> WORK TO DO
Swap "inside square brackets" for "within square brackets" wherever it occurs in the material below, and reproduce the material with nothing else changed.

(Object position labeling entries)
[BEGIN]

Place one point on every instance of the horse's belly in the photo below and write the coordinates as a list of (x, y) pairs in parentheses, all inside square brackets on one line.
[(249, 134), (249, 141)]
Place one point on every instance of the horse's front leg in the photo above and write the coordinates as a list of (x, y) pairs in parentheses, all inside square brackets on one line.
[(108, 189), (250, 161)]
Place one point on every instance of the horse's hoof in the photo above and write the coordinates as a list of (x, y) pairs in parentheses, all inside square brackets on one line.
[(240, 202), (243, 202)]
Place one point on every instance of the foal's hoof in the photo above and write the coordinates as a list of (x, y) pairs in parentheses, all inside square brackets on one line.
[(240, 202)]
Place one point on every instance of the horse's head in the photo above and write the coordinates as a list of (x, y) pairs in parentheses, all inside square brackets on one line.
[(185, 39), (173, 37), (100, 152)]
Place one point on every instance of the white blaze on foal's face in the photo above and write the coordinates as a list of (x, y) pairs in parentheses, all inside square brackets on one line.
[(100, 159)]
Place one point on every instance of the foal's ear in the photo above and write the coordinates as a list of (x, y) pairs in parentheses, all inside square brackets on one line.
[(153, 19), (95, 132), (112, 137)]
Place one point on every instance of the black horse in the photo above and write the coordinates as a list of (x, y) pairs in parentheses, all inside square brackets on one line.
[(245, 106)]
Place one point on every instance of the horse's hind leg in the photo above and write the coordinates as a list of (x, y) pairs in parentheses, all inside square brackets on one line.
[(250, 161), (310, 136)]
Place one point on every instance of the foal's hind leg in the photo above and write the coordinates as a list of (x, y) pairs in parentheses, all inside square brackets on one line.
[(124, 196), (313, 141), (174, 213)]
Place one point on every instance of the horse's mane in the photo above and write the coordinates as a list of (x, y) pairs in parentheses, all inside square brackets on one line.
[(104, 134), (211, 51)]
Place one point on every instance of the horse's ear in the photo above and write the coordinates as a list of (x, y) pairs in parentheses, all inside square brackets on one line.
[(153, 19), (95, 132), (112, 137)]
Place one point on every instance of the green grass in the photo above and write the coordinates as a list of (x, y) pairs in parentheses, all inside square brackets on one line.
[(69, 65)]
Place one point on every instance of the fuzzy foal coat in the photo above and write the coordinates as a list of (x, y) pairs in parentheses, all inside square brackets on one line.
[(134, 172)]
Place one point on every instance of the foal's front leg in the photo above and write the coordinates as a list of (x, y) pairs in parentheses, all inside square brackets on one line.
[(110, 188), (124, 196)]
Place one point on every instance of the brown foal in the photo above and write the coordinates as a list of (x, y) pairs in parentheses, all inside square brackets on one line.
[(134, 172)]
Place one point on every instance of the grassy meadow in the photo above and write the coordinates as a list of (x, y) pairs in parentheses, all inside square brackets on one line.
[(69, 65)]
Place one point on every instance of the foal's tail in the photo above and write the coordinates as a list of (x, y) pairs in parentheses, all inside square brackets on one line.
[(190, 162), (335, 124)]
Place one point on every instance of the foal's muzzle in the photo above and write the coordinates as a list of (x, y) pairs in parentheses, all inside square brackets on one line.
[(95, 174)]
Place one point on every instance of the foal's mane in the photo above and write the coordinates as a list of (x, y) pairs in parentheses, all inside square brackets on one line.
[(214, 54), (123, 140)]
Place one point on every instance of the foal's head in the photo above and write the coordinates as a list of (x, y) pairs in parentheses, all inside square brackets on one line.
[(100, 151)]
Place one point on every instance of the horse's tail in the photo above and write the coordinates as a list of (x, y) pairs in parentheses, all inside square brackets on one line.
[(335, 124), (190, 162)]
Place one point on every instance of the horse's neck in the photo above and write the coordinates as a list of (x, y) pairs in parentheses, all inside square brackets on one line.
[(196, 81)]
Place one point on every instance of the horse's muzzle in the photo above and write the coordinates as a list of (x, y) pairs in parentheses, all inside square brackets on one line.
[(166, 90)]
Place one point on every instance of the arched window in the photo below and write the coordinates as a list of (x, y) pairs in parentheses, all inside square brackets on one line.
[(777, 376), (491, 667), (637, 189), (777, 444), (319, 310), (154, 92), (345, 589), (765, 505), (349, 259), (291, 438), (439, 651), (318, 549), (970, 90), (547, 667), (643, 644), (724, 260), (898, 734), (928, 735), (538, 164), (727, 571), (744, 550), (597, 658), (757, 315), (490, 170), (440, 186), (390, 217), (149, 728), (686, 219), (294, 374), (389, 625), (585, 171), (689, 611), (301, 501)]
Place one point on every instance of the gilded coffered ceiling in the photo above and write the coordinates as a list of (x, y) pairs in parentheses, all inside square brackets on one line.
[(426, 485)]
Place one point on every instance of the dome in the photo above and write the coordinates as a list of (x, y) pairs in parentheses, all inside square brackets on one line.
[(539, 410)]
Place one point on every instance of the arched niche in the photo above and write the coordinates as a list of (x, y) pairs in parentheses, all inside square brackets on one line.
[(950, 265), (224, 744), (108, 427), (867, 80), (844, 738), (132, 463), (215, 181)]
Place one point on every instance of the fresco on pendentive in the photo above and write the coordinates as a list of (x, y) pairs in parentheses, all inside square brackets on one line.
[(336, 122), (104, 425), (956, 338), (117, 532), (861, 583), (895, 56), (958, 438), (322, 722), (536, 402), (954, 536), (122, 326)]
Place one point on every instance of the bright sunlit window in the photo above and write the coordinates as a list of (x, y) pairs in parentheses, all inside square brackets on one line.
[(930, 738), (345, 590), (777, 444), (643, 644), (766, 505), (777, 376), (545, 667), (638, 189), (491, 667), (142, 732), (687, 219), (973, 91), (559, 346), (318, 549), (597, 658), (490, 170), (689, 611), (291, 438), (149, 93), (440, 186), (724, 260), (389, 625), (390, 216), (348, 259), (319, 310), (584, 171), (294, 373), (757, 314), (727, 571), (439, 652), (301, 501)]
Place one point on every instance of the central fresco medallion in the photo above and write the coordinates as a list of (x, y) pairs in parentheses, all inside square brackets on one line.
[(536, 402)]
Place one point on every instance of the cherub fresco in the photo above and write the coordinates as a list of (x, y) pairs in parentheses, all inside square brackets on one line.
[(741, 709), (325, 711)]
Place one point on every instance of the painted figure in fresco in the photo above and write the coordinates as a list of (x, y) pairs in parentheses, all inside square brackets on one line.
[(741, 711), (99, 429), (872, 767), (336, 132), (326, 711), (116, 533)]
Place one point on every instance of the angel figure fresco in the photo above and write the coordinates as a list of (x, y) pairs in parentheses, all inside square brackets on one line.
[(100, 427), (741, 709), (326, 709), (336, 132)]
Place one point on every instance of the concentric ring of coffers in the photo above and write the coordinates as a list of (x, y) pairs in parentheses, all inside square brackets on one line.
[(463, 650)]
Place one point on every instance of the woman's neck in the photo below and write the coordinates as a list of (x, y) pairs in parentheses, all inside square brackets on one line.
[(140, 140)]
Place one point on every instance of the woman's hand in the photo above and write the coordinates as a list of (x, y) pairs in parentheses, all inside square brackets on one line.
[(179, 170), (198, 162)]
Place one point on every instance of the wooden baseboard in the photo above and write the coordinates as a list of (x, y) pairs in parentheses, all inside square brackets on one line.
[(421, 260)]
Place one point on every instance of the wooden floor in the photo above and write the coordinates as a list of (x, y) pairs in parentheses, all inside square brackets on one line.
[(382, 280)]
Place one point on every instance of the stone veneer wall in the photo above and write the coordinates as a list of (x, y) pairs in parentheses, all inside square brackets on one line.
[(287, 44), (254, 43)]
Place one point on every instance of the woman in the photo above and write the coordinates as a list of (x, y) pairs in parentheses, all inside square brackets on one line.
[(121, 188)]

[END]

> FINAL ANSWER
Place one point on every instance of the horse's belly in the photo below and write the coordinates as a list of (x, y) pairs in parentheses, all within square brackets on one line.
[(249, 134), (249, 141)]
Place one point on every instance of the horse's front leg in the photo above and write the coordinates as a list of (x, y) pairs in parentheses, all within square brackets on one line.
[(108, 189), (250, 161)]
Place one point on every instance of the horse's hoof in the photo above and write the coordinates as a list of (x, y) pairs in parentheses, all within square brackets on one line.
[(240, 202), (243, 202)]
Place one point on every instance of the foal's hoof in the photo above and write the coordinates as a list of (x, y) pairs in parentheses, all within square brackets on one line.
[(240, 202)]
Place one point on every instance of the horse's head in the photo above and write the coordinates as a list of (x, y) pairs in parentheses, all within square brackets on one line.
[(185, 39), (173, 37), (100, 152)]
Place one point on every instance of the white blaze on foal's face in the photo above and write the coordinates as a list of (x, y) pairs in parentheses, all within square brackets on one line.
[(100, 159)]
Place one point on every instance of the foal's ear in the photo above and write the coordinates as a list of (x, y) pairs in parentheses, all within square brackets on one line.
[(153, 19), (95, 132), (112, 137)]
Place one point on every instance of the black horse in the photo above and write the coordinates as a list of (x, y) pairs in parentheses, all within square brackets on one line.
[(245, 106)]
Place one point on every instance of the horse's hind leg in the photo above and write the coordinates as a list of (x, y) pairs in parentheses, all within square brackets on one line.
[(250, 161), (310, 136)]
Place one point on every instance of the foal's hind leg in the photo above and write the coordinates as a list of (x, y) pairs in parentheses, all within square brackets on one line.
[(124, 196), (313, 141), (174, 213)]
Place one point on every instance of the horse's mane in the photo above and write the coordinates as a list of (x, y) pairs in parentheses, all within square brackets on one line.
[(104, 134), (211, 51)]
Place one point on every instance of the horse's ear in the photo above and write the coordinates as a list of (x, y) pairs in parentheses, all within square brackets on one line.
[(153, 19), (95, 132), (112, 137)]
Place one point on every instance of the green grass in the photo above and write the coordinates as a list of (x, y) pairs in parentheses, all within square brackets on one line.
[(69, 65)]
Place one point on every instance of the fuzzy foal coat in the photo above and write the coordinates as a list of (x, y) pairs in parentheses, all within square brackets on one line.
[(134, 172)]
Place one point on every instance of the foal's front leg in the photo above and write the coordinates as a list of (x, y) pairs in parentheses, all within square brackets on one line.
[(110, 188), (124, 196)]
Place one point on every instance of the brown foal in the photo above and write the coordinates as a list of (x, y) pairs in parentheses, all within square brackets on one line.
[(134, 172)]
Place one point on every instance of the grassy meadow in the photo above and write the coordinates as a list of (x, y) pairs in parentheses, all within square brackets on one line.
[(69, 65)]
Place one point on every instance of the foal's tail in the photo above and write the coordinates as a list of (x, y) pairs in parentheses, all within square brackets on one line.
[(190, 162), (335, 124)]
Place one point on every instance of the foal's muzzle in the photo above and write the coordinates as a list of (x, y) pairs in parentheses, all within square brackets on one line.
[(95, 174)]
Place one point on every instance of the foal's mane in the photo above and write the coordinates as a list of (x, y) pairs in parentheses, all within square brackets on one line.
[(214, 54), (123, 140)]
Place one point on every instance of the foal's head in the photo above and write the coordinates as a list of (x, y) pairs in parentheses, all within square brackets on one line.
[(100, 151)]
Place one point on every instance of the horse's tail in the photo above and write the coordinates as a list of (x, y) pairs in parentheses, all within square brackets on one line.
[(335, 124), (190, 162)]
Place one point on every instance of the horse's neck in the photo above and write the coordinates as a list of (x, y) pairs in parentheses, all within square brackets on one line.
[(196, 81)]
Place one point on every instance of the horse's muzzle in the photo above and write the coordinates as a list of (x, y) pairs in parentheses, all within square brackets on one line.
[(166, 90)]
Place one point on every instance of the arched window in the photo below and write the coordinates as a list of (x, y) pairs in parentheses, all within square brackets on one line.
[(777, 376), (491, 667), (637, 189), (777, 444), (319, 310), (154, 92), (345, 589), (765, 505), (349, 259), (291, 438), (439, 651), (318, 549), (970, 90), (547, 667), (643, 644), (724, 260), (898, 734), (928, 735), (538, 164), (727, 571), (744, 550), (597, 658), (757, 315), (490, 170), (440, 186), (390, 217), (149, 728), (686, 219), (294, 374), (389, 625), (585, 171), (689, 611), (301, 501)]
Place one point on every instance of the gilded coffered ceiling in the photo above and write the coordinates as a list of (x, y) pairs in parentheses, all within square brackets on one line.
[(426, 485)]
Place one point on every instance of the dome in the photo above and write the coordinates as a list of (x, y) pairs in parentheses, all within square brackets on one line.
[(539, 410)]
Place one point on every instance of the arched niche in the photo above and write the coordinates as a list of (x, y) pairs in parentheses, all within square brackets on one line.
[(950, 265), (224, 744), (108, 427), (867, 80), (844, 738), (132, 463), (215, 181)]
Place one point on every instance of the fresco on pendentive in the photo above and write the coordinates as a list of (x, y) pairs in parentheses, all within square brackets on one line.
[(336, 122), (104, 425), (956, 338), (117, 532), (861, 583), (895, 56), (958, 438), (322, 722), (536, 402), (954, 536), (122, 326)]
Place one point on every instance of the bright sunlit window in the photo above and write the coordinates as a list of (x, y) pairs in parentheses, all within square brackets on one line.
[(930, 738), (345, 590), (777, 444), (643, 644), (766, 505), (777, 376), (545, 667), (638, 189), (491, 667), (142, 732), (687, 219), (973, 91), (559, 346), (318, 549), (597, 658), (490, 170), (689, 611), (291, 438), (149, 93), (440, 186), (724, 260), (389, 625), (390, 216), (348, 259), (319, 310), (584, 171), (294, 373), (757, 314), (727, 571), (439, 652), (301, 501)]
Place one point on every instance of the central fresco medallion in the photo above and write the coordinates as a list of (x, y) pairs in parentheses, all within square brackets on one line.
[(536, 402)]
Place one point on every instance of the cherub fresco in the photo above and write the coordinates as a list of (x, y) pairs in parentheses, all within square brackets on one line.
[(741, 709), (325, 711)]
Place one point on every instance of the painted figure in fresco in the photo above and write the coordinates as a list of (x, y) pairs in parentheses, all within square brackets on one line.
[(741, 711), (99, 429), (872, 767), (336, 132), (326, 711), (116, 533)]
Place one point on every instance of the angel figure fresco in the photo above and write the coordinates as a list of (x, y) pairs in parentheses, all within square brackets on one line.
[(100, 427), (741, 709), (326, 709), (336, 132)]
Place one point on every instance of the concentric ring of coffers in the photo above and write the coordinates as a list of (x, y) pairs in parentheses, all within square brackets on one line.
[(463, 650)]
Place one point on every instance of the woman's neck in the photo below and write the coordinates as a list of (x, y) pairs in parentheses, all within square brackets on one line.
[(140, 140)]
Place one point on every instance of the woman's hand in the photo above and write the coordinates as a list of (x, y) pairs in parentheses, all within square brackets on one line.
[(179, 170), (198, 162)]
Place one point on every instance of the wooden baseboard in the photo above and write the coordinates as a list of (x, y) pairs in parentheses, all within square brackets on one line.
[(421, 260)]
Place one point on every instance of the wooden floor in the photo above and write the coordinates as a list of (x, y) pairs in parentheses, all within square brackets on one line.
[(382, 280)]
Place one point on every instance of the stone veneer wall in the photo above and write the coordinates as a list of (x, y) pairs in parentheses, all within square brackets on one line.
[(287, 44), (254, 43)]
Place one point on every instance of the woman in the photo above and write the coordinates as a list of (x, y) pairs in parentheses, all within square brackets on one line.
[(121, 188)]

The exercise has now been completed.